Identify each line in the rows below that contains the word "bowl" and copy those lines.

• _AVAILABLE DATA_:
..........

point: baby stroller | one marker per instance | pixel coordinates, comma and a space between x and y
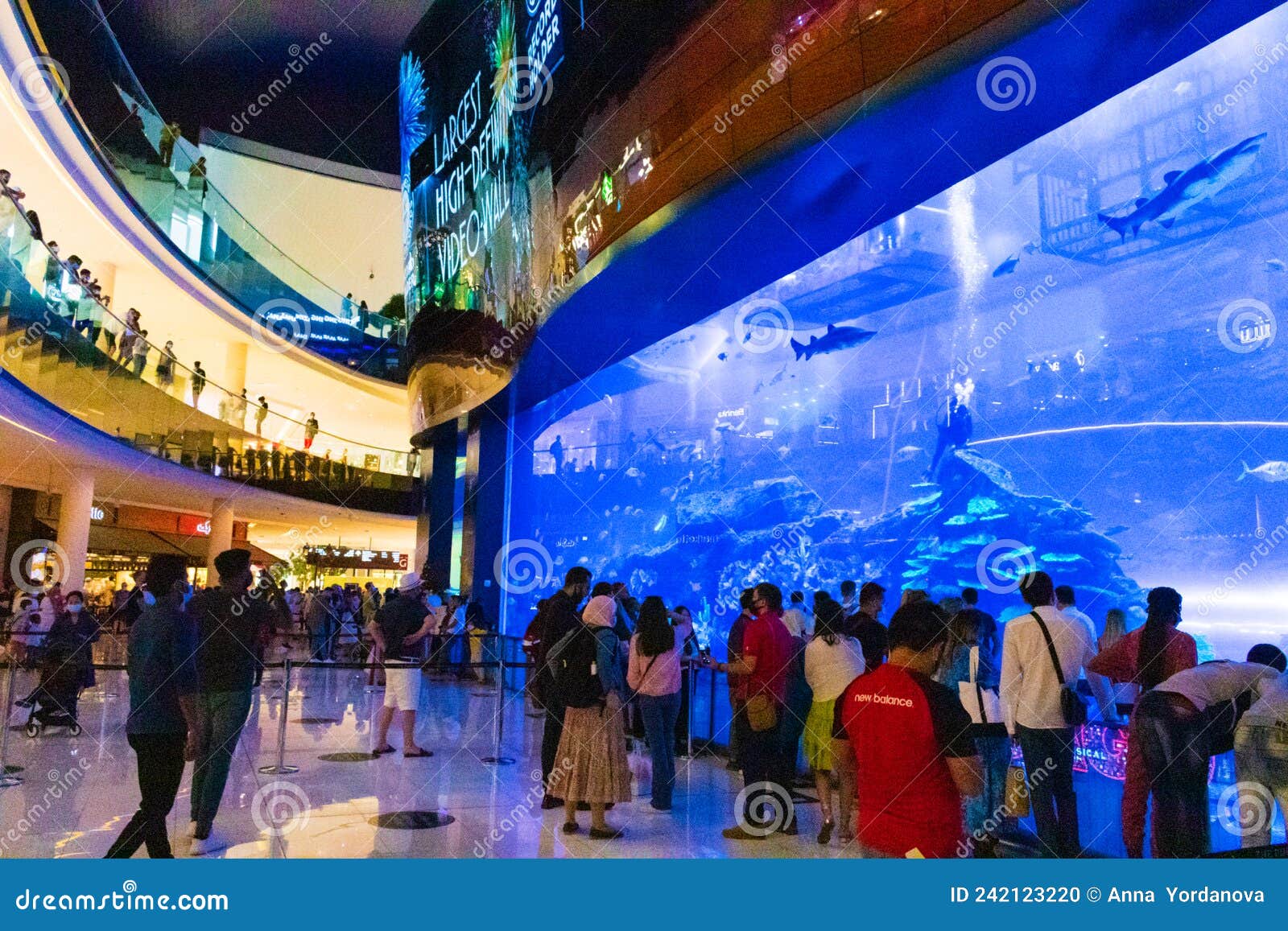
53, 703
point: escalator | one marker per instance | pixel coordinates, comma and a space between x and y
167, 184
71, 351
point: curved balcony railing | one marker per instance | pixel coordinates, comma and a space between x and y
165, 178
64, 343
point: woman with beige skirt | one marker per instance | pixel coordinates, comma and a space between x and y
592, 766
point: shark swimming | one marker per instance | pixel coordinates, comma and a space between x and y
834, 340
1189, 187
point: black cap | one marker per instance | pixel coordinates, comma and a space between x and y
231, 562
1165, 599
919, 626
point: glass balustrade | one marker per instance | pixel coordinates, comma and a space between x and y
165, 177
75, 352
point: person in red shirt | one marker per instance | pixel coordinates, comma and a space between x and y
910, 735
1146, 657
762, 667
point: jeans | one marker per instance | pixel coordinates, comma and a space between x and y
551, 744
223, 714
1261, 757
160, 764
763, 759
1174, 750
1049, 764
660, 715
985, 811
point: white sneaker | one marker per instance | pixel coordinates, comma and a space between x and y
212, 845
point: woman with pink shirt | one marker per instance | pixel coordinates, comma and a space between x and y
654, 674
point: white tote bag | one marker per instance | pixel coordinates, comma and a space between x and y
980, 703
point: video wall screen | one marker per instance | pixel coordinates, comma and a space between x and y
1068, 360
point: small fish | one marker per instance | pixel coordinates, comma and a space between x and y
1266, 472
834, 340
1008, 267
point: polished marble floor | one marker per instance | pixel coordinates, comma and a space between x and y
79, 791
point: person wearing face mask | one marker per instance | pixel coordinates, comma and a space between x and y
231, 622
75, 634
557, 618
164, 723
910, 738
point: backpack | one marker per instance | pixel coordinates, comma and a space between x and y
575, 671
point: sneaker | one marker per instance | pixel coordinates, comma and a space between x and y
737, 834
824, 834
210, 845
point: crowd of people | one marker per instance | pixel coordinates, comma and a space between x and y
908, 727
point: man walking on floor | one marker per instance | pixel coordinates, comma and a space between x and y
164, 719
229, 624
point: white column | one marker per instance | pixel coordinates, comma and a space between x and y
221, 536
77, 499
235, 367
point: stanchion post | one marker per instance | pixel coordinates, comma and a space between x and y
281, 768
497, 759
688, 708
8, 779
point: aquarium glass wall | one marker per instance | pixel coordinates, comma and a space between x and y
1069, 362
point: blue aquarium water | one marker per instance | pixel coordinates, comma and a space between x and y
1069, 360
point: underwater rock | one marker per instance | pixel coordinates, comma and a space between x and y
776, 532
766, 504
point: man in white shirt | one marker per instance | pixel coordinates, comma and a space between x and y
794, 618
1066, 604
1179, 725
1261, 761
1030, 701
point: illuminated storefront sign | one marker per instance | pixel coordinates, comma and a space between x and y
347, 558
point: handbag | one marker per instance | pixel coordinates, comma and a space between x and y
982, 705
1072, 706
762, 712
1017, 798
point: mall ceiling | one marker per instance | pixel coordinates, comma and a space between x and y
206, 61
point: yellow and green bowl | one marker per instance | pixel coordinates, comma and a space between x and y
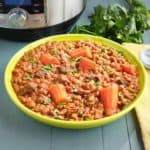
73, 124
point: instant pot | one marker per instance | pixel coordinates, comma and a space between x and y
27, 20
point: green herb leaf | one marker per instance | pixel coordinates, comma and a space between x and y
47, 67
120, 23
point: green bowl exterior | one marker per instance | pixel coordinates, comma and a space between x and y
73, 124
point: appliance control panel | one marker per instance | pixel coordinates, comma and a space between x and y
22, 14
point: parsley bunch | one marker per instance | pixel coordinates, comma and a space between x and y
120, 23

..........

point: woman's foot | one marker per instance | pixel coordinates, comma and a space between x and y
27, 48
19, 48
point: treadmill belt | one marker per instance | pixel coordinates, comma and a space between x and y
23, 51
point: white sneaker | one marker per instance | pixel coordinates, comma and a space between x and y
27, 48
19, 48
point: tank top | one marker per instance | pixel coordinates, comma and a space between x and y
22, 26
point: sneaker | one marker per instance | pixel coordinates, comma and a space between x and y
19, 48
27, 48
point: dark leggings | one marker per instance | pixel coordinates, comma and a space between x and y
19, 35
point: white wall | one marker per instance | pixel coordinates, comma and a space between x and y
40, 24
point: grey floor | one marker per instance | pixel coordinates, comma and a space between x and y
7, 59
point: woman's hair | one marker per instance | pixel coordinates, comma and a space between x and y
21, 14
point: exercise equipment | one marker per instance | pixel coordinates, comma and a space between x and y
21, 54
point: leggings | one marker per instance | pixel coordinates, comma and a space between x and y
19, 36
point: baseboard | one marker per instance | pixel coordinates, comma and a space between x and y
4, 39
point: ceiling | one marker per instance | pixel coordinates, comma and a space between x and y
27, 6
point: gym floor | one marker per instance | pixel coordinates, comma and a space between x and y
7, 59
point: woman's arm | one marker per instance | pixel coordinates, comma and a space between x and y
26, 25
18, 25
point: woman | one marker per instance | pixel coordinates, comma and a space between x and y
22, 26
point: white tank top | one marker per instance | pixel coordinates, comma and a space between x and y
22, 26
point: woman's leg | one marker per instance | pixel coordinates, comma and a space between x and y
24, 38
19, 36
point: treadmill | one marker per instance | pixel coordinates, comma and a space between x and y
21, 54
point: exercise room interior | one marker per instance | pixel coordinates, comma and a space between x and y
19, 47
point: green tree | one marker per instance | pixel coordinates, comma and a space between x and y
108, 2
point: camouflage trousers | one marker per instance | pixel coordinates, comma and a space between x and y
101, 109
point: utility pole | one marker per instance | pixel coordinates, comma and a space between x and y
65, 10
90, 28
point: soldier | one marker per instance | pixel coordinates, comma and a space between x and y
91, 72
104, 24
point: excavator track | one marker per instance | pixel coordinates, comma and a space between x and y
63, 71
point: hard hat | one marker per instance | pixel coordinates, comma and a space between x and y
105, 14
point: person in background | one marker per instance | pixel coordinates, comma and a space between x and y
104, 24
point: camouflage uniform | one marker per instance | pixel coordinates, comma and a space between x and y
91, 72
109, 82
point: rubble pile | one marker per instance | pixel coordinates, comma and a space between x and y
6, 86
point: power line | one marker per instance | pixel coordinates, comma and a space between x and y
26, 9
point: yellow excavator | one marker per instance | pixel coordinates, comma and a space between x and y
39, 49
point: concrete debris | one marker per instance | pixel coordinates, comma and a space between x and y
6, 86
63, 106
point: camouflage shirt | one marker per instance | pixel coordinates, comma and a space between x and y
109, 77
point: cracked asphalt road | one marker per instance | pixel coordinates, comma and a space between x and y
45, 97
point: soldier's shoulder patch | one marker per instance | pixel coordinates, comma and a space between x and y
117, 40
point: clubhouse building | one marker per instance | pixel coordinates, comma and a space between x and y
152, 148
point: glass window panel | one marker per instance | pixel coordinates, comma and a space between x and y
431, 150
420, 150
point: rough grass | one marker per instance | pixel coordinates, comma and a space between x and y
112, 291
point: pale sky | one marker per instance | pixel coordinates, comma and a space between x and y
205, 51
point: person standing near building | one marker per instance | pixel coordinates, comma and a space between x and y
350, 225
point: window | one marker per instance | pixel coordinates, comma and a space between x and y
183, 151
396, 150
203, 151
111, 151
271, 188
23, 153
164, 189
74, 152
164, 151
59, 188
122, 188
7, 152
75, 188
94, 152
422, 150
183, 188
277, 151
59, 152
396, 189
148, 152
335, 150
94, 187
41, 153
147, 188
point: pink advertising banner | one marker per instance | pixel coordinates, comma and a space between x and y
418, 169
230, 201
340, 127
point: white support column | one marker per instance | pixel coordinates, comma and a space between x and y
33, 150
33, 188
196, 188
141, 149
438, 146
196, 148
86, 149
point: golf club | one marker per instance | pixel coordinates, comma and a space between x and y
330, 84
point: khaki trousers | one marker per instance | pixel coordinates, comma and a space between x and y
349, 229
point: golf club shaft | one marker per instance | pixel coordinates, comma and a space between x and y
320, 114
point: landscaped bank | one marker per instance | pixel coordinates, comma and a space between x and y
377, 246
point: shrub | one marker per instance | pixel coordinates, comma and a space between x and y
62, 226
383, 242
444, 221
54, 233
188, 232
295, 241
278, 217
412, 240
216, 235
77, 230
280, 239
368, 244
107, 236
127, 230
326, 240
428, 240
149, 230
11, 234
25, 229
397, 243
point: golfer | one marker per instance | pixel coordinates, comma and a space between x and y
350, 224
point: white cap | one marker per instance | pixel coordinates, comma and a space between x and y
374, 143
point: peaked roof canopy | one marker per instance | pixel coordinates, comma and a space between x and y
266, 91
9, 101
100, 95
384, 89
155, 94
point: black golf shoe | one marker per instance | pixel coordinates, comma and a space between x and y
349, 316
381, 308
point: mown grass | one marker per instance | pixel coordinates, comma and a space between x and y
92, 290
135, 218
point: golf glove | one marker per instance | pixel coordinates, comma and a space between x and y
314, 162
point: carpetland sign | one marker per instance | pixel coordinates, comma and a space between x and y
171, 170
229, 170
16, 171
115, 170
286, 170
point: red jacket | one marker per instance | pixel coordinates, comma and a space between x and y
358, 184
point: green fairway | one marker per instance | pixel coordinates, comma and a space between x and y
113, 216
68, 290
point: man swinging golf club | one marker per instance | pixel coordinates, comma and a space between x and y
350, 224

..........

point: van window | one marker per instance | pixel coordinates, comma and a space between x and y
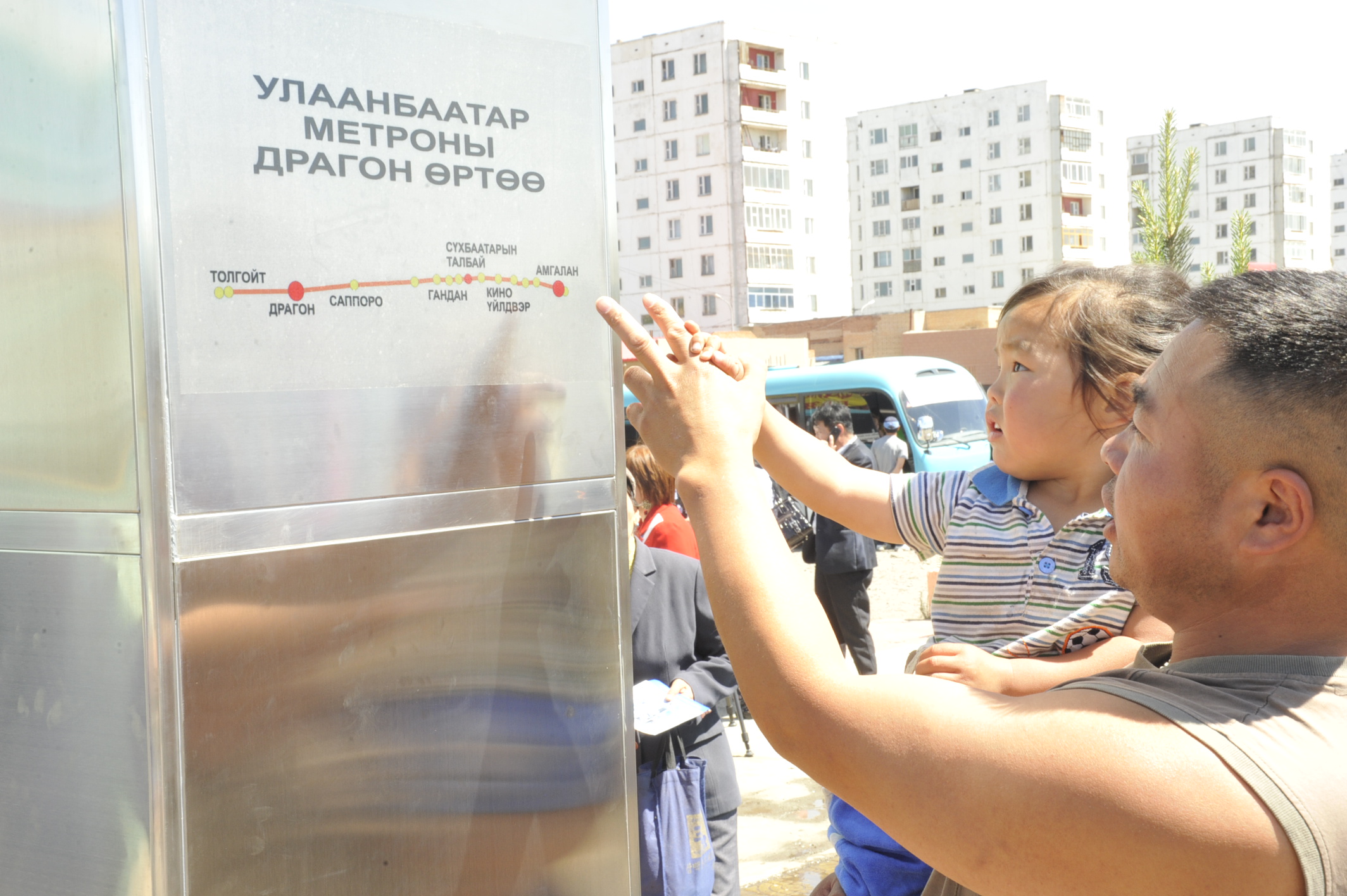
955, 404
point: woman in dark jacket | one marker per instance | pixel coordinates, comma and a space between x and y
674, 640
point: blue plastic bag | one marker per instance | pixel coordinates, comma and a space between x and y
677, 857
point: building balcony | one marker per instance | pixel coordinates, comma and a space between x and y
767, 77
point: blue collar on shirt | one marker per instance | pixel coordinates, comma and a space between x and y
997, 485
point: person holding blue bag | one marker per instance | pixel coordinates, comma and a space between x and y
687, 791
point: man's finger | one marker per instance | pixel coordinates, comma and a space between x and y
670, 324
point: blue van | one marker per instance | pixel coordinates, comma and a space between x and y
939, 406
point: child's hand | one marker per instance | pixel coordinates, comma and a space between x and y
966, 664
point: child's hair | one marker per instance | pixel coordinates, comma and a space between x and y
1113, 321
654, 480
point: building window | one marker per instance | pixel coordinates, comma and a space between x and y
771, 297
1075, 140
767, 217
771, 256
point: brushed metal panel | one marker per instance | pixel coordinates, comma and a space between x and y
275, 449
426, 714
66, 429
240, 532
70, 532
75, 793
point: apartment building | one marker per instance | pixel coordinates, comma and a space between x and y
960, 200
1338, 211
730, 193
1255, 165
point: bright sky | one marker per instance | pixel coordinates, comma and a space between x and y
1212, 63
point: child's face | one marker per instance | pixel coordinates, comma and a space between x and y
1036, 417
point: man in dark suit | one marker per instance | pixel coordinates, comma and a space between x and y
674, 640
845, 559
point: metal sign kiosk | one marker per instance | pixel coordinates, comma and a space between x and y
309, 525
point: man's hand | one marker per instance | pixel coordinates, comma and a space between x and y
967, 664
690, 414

..........

• _WRITTEN SOLUTION_:
point: yellow and green bowl | one marker per instance | pixel coordinates, comma and a space between x and y
point: green bowl exterior | one marker per instance | pixel coordinates, comma and a space between x and y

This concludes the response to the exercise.